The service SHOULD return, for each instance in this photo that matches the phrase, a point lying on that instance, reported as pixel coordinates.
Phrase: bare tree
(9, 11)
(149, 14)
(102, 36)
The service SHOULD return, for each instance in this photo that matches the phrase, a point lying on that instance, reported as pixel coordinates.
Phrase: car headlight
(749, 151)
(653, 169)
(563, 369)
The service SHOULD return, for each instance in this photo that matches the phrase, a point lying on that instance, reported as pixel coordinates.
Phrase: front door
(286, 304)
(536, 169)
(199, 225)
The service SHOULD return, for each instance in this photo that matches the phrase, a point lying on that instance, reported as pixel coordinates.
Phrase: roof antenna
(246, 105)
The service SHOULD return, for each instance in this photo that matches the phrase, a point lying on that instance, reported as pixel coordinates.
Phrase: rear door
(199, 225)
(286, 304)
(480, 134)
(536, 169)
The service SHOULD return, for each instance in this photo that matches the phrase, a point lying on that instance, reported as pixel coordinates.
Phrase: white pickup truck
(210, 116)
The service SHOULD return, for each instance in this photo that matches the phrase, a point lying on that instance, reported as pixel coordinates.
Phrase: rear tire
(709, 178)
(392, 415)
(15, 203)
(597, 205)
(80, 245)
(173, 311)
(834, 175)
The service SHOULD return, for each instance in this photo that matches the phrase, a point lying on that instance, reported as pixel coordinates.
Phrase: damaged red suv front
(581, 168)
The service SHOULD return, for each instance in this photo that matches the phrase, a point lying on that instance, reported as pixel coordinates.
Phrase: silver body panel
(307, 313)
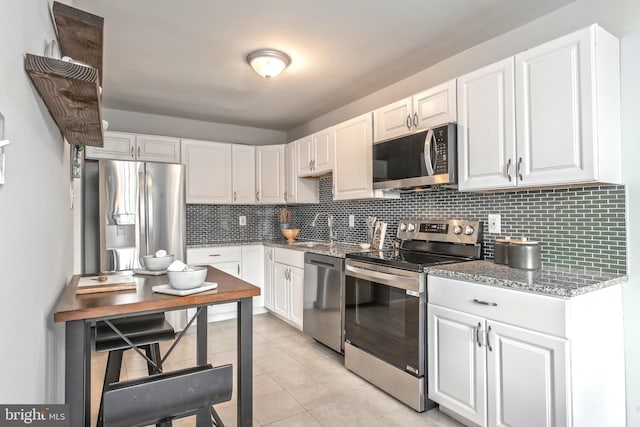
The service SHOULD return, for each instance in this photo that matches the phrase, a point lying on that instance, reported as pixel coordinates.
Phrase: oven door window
(386, 322)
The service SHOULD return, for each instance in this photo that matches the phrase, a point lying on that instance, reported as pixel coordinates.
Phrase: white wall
(128, 121)
(35, 218)
(630, 58)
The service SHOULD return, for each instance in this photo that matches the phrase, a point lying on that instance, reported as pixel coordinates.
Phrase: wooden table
(80, 312)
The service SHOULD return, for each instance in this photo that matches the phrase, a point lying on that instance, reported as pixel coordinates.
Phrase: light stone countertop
(338, 249)
(556, 282)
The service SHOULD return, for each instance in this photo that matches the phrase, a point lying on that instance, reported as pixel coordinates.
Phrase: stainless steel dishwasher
(323, 316)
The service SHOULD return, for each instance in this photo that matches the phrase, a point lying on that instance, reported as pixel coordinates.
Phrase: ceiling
(187, 58)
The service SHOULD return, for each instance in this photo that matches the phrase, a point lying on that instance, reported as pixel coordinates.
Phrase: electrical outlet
(495, 225)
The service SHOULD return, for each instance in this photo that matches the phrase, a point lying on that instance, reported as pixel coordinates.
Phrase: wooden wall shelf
(79, 34)
(70, 91)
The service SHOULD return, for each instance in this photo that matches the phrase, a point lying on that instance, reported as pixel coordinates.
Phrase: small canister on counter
(524, 254)
(501, 251)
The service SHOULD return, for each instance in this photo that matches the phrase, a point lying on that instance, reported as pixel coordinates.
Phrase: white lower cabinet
(285, 288)
(500, 357)
(525, 371)
(269, 266)
(244, 262)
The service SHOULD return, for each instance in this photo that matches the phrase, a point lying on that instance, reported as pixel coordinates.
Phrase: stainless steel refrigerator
(132, 209)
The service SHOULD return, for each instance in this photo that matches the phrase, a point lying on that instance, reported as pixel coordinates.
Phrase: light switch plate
(495, 225)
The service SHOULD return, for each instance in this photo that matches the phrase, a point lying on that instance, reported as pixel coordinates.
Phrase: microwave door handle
(427, 152)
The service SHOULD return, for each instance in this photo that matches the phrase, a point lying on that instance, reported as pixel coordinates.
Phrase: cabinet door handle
(488, 338)
(519, 168)
(489, 303)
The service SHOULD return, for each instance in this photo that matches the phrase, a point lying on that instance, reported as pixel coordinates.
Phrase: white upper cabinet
(429, 108)
(131, 146)
(153, 148)
(117, 146)
(566, 97)
(315, 153)
(486, 128)
(353, 168)
(270, 174)
(568, 109)
(208, 170)
(297, 190)
(244, 174)
(323, 151)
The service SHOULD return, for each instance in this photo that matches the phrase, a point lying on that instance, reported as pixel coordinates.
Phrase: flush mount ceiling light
(268, 62)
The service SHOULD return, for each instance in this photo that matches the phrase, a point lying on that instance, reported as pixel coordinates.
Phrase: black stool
(160, 398)
(145, 332)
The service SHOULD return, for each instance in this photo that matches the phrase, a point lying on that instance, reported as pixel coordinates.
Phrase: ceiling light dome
(268, 62)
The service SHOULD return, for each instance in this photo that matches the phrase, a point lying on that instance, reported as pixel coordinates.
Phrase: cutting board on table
(114, 282)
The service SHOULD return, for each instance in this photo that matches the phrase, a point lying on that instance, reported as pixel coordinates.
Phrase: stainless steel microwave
(418, 160)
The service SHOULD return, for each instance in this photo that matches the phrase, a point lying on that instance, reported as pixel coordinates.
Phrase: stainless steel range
(386, 304)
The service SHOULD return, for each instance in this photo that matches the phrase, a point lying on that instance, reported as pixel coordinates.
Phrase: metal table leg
(245, 362)
(204, 416)
(78, 381)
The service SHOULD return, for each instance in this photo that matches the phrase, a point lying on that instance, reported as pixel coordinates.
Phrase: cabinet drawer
(214, 254)
(290, 257)
(527, 310)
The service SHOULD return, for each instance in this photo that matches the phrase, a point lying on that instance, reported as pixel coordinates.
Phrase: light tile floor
(297, 381)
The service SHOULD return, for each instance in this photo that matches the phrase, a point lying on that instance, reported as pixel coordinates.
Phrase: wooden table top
(105, 304)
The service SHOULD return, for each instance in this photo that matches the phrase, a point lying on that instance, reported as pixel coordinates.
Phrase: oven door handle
(393, 280)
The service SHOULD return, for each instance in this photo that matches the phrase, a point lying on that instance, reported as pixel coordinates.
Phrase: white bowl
(157, 263)
(188, 279)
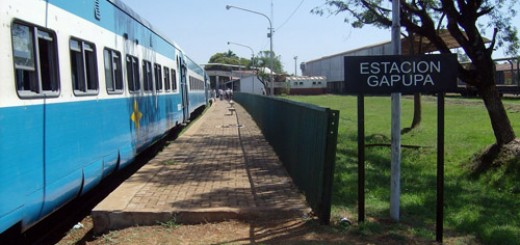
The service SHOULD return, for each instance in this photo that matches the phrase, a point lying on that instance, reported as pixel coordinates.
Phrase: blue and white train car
(84, 87)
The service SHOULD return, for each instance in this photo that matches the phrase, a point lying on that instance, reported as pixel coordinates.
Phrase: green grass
(486, 207)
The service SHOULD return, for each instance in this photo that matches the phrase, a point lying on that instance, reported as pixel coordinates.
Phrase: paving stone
(220, 168)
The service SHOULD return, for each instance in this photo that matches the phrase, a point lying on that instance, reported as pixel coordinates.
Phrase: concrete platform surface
(221, 168)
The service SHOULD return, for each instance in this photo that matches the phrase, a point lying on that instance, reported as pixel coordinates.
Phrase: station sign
(401, 74)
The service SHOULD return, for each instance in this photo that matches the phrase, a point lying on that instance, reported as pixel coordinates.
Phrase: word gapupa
(406, 73)
(386, 74)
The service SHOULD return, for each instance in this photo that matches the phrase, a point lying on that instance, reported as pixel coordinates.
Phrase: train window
(113, 71)
(147, 76)
(132, 73)
(35, 61)
(158, 77)
(174, 79)
(167, 84)
(83, 67)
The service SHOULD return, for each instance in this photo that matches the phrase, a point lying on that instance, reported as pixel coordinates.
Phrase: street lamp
(245, 46)
(295, 66)
(252, 59)
(270, 35)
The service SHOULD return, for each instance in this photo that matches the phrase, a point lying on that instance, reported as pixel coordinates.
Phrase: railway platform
(221, 168)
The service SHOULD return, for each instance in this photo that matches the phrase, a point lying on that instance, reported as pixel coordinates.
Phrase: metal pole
(395, 178)
(252, 60)
(272, 57)
(270, 35)
(295, 66)
(361, 158)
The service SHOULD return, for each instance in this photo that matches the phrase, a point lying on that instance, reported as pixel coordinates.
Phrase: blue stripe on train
(46, 150)
(116, 21)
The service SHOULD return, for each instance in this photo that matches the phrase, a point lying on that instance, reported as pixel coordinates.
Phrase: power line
(290, 16)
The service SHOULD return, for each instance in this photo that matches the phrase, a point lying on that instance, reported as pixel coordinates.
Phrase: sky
(203, 28)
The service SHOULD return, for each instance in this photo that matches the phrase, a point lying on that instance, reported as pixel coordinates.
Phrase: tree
(228, 58)
(263, 58)
(465, 22)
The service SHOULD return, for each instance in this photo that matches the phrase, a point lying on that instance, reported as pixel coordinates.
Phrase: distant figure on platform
(213, 95)
(220, 93)
(229, 94)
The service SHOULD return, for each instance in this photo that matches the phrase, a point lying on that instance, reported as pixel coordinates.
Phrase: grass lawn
(483, 209)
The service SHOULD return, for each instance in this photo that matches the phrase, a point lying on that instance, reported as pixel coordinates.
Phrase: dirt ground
(294, 231)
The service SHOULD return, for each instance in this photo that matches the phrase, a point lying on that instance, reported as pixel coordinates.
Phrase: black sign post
(402, 74)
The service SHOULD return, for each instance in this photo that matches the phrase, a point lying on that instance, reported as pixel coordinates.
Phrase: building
(306, 85)
(332, 66)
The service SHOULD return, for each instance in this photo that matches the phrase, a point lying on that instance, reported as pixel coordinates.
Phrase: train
(507, 78)
(85, 86)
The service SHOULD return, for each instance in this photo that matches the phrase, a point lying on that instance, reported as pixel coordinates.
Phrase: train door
(184, 90)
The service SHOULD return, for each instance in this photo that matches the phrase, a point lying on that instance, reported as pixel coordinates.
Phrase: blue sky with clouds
(203, 28)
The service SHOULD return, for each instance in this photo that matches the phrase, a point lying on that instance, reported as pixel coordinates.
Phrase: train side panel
(52, 149)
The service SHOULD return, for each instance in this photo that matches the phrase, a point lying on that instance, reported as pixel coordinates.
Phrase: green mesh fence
(304, 137)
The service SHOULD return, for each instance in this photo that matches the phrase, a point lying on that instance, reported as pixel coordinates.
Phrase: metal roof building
(332, 66)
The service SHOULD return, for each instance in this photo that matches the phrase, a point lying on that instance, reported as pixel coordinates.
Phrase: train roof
(123, 7)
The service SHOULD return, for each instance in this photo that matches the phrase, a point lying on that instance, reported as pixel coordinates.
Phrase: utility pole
(395, 171)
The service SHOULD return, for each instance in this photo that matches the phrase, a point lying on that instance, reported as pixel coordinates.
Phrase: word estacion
(405, 73)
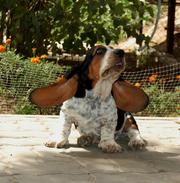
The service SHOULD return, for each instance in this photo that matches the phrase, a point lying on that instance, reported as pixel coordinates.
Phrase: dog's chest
(90, 108)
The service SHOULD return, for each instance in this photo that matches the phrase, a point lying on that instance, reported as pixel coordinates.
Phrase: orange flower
(178, 77)
(2, 48)
(60, 78)
(34, 49)
(8, 41)
(35, 60)
(153, 78)
(44, 56)
(137, 85)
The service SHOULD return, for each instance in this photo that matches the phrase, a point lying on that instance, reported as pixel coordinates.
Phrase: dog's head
(101, 67)
(98, 72)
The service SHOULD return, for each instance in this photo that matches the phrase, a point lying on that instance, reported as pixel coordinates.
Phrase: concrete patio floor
(24, 159)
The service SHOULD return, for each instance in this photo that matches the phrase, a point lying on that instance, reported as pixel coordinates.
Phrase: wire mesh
(18, 78)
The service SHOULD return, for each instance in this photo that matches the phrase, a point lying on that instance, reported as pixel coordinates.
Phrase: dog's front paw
(137, 143)
(85, 140)
(56, 144)
(110, 146)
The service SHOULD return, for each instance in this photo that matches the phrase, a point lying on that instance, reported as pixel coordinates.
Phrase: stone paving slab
(24, 158)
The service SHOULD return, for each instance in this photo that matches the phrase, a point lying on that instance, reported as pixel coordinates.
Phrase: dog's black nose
(119, 52)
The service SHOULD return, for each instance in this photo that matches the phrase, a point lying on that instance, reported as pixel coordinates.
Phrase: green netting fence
(18, 76)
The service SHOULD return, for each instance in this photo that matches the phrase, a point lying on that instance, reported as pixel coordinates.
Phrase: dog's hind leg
(136, 141)
(63, 133)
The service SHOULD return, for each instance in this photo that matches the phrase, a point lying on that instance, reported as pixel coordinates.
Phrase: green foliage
(75, 24)
(162, 102)
(18, 76)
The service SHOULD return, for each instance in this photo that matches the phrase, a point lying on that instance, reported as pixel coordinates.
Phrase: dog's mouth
(117, 68)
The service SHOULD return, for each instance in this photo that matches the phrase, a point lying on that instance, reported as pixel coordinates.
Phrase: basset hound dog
(96, 100)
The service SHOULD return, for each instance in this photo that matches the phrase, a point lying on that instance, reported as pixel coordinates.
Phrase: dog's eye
(100, 51)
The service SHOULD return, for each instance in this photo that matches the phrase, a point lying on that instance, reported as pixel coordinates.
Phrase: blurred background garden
(40, 40)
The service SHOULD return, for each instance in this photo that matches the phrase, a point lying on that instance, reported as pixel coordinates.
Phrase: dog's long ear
(55, 94)
(128, 97)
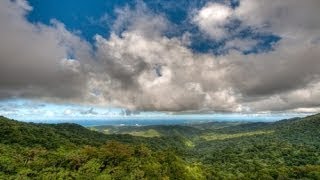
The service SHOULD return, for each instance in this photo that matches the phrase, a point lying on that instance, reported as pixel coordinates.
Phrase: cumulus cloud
(212, 18)
(140, 68)
(33, 56)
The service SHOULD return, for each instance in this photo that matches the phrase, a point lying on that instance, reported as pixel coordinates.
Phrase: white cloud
(212, 18)
(140, 68)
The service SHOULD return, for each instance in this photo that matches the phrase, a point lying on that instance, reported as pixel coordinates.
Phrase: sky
(100, 59)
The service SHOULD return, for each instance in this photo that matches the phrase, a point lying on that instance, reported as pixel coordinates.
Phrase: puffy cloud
(33, 56)
(212, 18)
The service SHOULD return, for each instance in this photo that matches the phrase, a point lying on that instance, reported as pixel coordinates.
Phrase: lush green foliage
(288, 149)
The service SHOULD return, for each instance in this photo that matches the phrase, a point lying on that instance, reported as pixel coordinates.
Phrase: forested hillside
(287, 149)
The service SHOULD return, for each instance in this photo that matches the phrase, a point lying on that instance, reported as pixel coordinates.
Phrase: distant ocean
(166, 121)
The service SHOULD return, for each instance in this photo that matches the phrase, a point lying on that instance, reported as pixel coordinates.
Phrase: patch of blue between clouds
(40, 111)
(88, 18)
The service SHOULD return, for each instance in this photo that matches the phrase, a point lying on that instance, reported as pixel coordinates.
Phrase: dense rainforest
(287, 149)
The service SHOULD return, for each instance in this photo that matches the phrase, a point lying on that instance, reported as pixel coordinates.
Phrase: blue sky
(82, 59)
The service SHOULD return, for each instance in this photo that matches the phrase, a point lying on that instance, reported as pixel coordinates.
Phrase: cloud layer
(139, 67)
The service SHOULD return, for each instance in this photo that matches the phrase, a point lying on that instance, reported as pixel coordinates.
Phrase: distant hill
(286, 149)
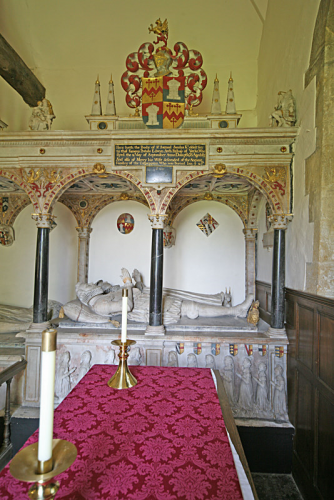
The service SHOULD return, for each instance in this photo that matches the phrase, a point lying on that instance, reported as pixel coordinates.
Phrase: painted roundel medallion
(125, 223)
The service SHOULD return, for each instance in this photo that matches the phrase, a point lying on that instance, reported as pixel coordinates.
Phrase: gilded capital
(84, 232)
(45, 221)
(280, 221)
(250, 233)
(157, 221)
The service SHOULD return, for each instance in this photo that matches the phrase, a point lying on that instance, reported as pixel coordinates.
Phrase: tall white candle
(48, 364)
(124, 313)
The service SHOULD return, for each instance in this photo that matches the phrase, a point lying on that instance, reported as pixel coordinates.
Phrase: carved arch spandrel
(269, 183)
(74, 176)
(17, 176)
(17, 202)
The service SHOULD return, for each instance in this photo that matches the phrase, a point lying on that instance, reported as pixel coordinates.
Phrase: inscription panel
(160, 155)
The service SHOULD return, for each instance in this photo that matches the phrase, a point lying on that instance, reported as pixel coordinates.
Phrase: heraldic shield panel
(163, 101)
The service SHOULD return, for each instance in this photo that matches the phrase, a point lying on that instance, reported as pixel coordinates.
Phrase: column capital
(280, 221)
(45, 221)
(84, 232)
(250, 233)
(157, 220)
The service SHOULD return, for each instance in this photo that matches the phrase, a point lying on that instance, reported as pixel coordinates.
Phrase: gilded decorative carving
(219, 170)
(100, 170)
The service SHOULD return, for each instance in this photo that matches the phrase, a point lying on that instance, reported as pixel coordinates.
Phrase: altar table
(163, 439)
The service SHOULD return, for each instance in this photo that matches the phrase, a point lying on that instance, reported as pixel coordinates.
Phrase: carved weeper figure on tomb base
(172, 358)
(245, 400)
(85, 364)
(210, 362)
(227, 374)
(192, 361)
(261, 398)
(279, 402)
(64, 372)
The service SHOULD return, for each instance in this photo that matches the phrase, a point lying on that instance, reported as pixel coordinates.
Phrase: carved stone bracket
(157, 221)
(44, 220)
(280, 221)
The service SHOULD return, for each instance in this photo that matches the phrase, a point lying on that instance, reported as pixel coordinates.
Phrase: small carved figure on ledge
(254, 314)
(245, 400)
(191, 361)
(284, 114)
(42, 116)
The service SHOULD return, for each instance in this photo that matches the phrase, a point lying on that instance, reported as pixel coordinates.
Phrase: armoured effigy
(99, 302)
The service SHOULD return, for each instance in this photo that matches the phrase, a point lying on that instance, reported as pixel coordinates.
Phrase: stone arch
(269, 192)
(75, 175)
(94, 204)
(254, 203)
(237, 209)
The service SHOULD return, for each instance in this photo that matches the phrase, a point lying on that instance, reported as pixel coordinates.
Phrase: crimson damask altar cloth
(163, 439)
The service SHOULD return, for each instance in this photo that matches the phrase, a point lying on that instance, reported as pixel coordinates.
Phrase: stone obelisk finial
(215, 106)
(96, 107)
(111, 107)
(230, 103)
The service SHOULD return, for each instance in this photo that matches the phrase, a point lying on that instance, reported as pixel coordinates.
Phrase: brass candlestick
(26, 467)
(123, 378)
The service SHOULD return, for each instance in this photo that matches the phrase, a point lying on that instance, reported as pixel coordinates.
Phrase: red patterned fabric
(163, 439)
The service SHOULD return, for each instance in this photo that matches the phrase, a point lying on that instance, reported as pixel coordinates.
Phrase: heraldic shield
(163, 101)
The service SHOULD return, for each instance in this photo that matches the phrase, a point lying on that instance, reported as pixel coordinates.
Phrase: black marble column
(41, 276)
(278, 280)
(155, 318)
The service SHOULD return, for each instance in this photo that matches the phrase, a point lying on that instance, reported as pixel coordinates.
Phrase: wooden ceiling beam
(18, 75)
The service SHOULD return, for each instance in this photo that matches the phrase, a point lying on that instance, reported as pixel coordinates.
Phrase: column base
(155, 330)
(279, 333)
(38, 327)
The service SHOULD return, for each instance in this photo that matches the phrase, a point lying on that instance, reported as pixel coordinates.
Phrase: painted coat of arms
(165, 84)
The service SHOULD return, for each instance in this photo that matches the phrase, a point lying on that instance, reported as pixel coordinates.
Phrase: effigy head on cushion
(86, 291)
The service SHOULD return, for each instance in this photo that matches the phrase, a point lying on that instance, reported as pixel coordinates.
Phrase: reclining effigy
(99, 302)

**WHAT YOU WILL DO:** Extract every line in the rows above that contains the word "distant", and copy each one in full.

**SOLUTION:**
Phrase: distant figure on platform
Phrase: distant ocean
Phrase: distant hill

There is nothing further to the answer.